Stated exercise: Every line of the material that follows must be printed again exactly.

Listing:
________________________

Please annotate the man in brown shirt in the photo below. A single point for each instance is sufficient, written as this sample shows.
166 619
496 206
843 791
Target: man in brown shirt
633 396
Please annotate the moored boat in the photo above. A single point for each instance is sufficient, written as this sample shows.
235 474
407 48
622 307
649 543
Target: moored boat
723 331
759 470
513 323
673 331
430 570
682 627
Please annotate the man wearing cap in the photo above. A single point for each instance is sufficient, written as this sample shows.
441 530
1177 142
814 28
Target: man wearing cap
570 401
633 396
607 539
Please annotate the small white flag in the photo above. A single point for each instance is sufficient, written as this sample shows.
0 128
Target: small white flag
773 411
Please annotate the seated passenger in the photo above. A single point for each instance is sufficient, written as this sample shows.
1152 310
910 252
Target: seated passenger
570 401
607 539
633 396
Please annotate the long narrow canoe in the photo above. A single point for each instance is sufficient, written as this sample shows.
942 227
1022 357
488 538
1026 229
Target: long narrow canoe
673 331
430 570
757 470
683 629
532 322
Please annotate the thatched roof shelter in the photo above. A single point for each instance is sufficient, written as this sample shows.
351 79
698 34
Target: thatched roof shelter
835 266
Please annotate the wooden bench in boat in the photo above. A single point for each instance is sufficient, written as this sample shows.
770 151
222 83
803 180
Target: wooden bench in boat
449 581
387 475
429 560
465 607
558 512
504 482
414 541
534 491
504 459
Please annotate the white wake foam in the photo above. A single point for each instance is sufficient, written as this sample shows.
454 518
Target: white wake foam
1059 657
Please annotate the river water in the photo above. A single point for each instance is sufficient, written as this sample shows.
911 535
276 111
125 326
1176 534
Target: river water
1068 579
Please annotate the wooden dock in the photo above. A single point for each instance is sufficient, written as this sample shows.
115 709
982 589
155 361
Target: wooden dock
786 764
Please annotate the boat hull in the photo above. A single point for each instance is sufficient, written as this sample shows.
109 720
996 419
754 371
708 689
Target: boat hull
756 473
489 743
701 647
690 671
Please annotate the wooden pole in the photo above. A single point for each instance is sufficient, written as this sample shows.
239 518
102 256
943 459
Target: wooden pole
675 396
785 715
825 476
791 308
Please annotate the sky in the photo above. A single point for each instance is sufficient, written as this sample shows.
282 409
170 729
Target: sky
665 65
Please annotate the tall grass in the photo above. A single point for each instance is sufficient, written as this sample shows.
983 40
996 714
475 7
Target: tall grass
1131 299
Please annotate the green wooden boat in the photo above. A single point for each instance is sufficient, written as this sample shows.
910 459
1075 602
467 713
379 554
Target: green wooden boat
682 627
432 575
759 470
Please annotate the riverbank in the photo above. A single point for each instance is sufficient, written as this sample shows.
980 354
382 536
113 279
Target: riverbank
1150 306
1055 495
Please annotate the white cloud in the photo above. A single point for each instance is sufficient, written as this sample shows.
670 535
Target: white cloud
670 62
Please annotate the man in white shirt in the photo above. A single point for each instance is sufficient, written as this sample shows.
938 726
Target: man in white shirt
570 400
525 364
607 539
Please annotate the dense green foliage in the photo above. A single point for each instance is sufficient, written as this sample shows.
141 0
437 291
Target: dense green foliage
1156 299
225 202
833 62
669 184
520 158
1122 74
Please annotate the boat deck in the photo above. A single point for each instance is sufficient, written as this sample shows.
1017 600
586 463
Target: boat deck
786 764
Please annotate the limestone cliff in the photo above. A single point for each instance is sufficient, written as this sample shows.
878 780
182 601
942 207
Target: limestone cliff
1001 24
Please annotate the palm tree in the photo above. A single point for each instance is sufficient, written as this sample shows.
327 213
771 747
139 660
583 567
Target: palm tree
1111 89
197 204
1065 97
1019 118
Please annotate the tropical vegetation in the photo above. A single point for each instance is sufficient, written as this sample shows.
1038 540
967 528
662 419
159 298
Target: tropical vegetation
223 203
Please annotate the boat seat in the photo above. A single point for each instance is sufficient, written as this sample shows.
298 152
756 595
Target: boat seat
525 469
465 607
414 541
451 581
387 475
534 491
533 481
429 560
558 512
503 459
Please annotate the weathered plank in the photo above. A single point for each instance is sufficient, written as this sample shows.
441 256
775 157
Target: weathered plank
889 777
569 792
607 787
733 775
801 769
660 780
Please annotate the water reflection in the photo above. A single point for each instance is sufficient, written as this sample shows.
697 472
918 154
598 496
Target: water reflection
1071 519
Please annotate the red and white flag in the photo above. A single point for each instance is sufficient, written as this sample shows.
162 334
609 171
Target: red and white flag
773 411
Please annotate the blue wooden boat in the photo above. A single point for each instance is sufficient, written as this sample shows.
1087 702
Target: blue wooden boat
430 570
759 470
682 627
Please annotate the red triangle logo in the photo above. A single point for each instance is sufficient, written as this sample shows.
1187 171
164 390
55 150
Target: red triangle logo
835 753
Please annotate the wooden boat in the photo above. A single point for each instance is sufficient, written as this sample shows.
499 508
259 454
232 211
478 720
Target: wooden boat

________________________

Finished task:
Please annotate the man in brown shirt in the photo below. A single point for each instance is sufficient, written as this sample shows.
166 619
496 206
843 791
Target: man in brown shirt
633 396
Please annotate the moored boat in the photo above. A single point for each instance is sufficient, written as this sample shows.
235 474
407 48
622 307
649 543
Target: moored boat
723 331
759 470
513 323
673 331
430 570
682 627
Please annotate the man wearing cap in the photo above. A single point for each instance is sufficient, written as this sample shows.
441 530
1177 142
814 28
Target: man wearing cap
570 401
633 396
607 539
Please annotate the small white flag in the photo above. A single point for each instance is sufficient, written as this sample shows.
0 128
Target: small white flag
773 411
Please annotate the seated passenger in the photo above. A single point for each instance is sufficient, written as this sample shows.
1152 310
910 252
Target: seated passenger
570 401
607 539
633 396
Please annotate the long narrow canoe in the photo above. A single point for each instance is sufficient, written as this sample shows.
942 227
1022 357
488 538
1026 229
Target: long narrow canoe
673 331
430 570
757 470
683 629
532 322
Please annotate the thatched roof shelter in the photo above. A single point for each instance is sufficient, written as this sample shows.
351 79
698 34
Target: thatched roof shelter
835 266
Please annotate the wooden bench in boat in the photo above. A single point for each instance is sufficient, written as this sample shows.
770 151
222 83
803 180
Target: wooden bench in boat
449 581
387 475
429 560
465 607
558 512
504 482
414 541
534 491
504 459
Please annotate the white wake foam in the photo above. A single point for each instance is sufficient, written as this sample shows.
454 518
Target: white wake foam
1059 657
Please annotate the river water in the photo above. A single point for each instance is sufficient, written as this sample shows.
911 535
276 111
125 326
1176 534
Target: river water
1068 579
Please annotate the wooden dock in the photo above. A single point for each instance is sufficient, written as this sample shows.
115 709
982 589
155 361
Target: wooden dock
786 764
Please annotate the boat hull in the photo above. A single point for each instance is sufficient, written as this sample shows.
109 720
996 419
754 371
708 689
Target: boat hull
756 473
489 743
701 647
690 671
Please annotate the wooden pole in the photo above. A single point for each instance is sufficient, written as this sample shows.
239 518
102 256
943 459
Target: wooden pole
675 396
785 715
825 476
791 308
Please annotate the sky in the photo above. A single point for each instance is sufficient, written as this sample shows.
282 409
170 729
Target: sky
665 65
Please annotate the tall grass in the photo above. A single point for each instance is sufficient, written as this sample shows.
983 40
996 714
475 7
Target: tall grass
1131 299
Please annotate the green wooden boat in the photo above. A single point for each instance is sufficient, written as this sample shows.
910 459
1075 602
467 713
379 554
Target: green wooden boat
682 627
432 575
759 470
Please annotate the riverbank in the photo above. A single point for each instance is sufficient, written as this sample shows.
980 354
382 536
113 279
Target: riverbank
1150 306
1055 495
Please annotate the white cloud in the photo above. A single point for each instance is sufficient, written as this sample shows.
670 535
Target: white cloud
670 62
Please annotate the man in white shirt in the photo above. A single point for each instance is sufficient, written as this sample shows.
938 726
Target: man in white shirt
570 400
525 364
607 539
Please annotate the dense green foliage in the photo above. A single point for each instance is sufficient, written as this sample shows.
141 0
437 291
Target: dense green foliage
1156 299
225 202
833 62
669 184
520 158
1122 74
Please annotate the boat deck in the photo above. A single point for each instance is sufficient, written as this sample shows.
1017 600
586 463
Target: boat deck
786 764
Please annotate the limestone cliff in the photo above. A single point for each instance is sufficient, written as this sample shows.
878 780
182 601
942 207
Target: limestone cliff
1001 24
Please annotate the palm tree in the photo above. A single point for each instance is sufficient, written as this sample shows.
327 213
771 747
139 660
583 567
Target: palm tree
1111 89
197 204
1065 97
1019 118
Please annotate the tropical vegetation in the photo above. A single point for each instance is sufficient, written as this sample shows.
1038 540
967 528
662 419
159 298
Target: tropical vegetation
223 203
Please annotate the boat seat in the photo above. A single point for each instance is sufficient, written as this sample shows.
298 152
756 595
Target: boat seat
525 469
465 607
414 541
451 581
387 475
534 491
533 481
429 560
558 512
503 459
Please annotate the weathered plank in the photo above. A single point for each instance is sufficient, written as this sample shows.
441 256
775 157
Target: weathered plank
889 777
569 792
607 787
733 775
801 769
660 780
Please annotate the water reflection in the photo above. A single point for each instance is sufficient, written as this sample shows.
697 472
918 154
598 496
Target: water reflection
1071 519
Please annotate the red and white flag in the photo above. A single point for each instance is sufficient, written as this sample shows.
162 334
609 171
Target: red and white flag
773 411
Please annotate the blue wooden boat in the photo above. A single point for each instance is sufficient, written as this sample shows.
1087 702
Target: blue wooden boat
430 570
759 470
682 627
Please annotate the red triangle logo in the photo above. A single point for each instance is sufficient, written as this sample shows.
1187 171
164 390
55 150
Target: red triangle logo
835 753
Please annotate the wooden boat in the photo above. A single point for each instance is sufficient, written as this sample shows.
499 508
259 454
232 211
478 720
Target: wooden boat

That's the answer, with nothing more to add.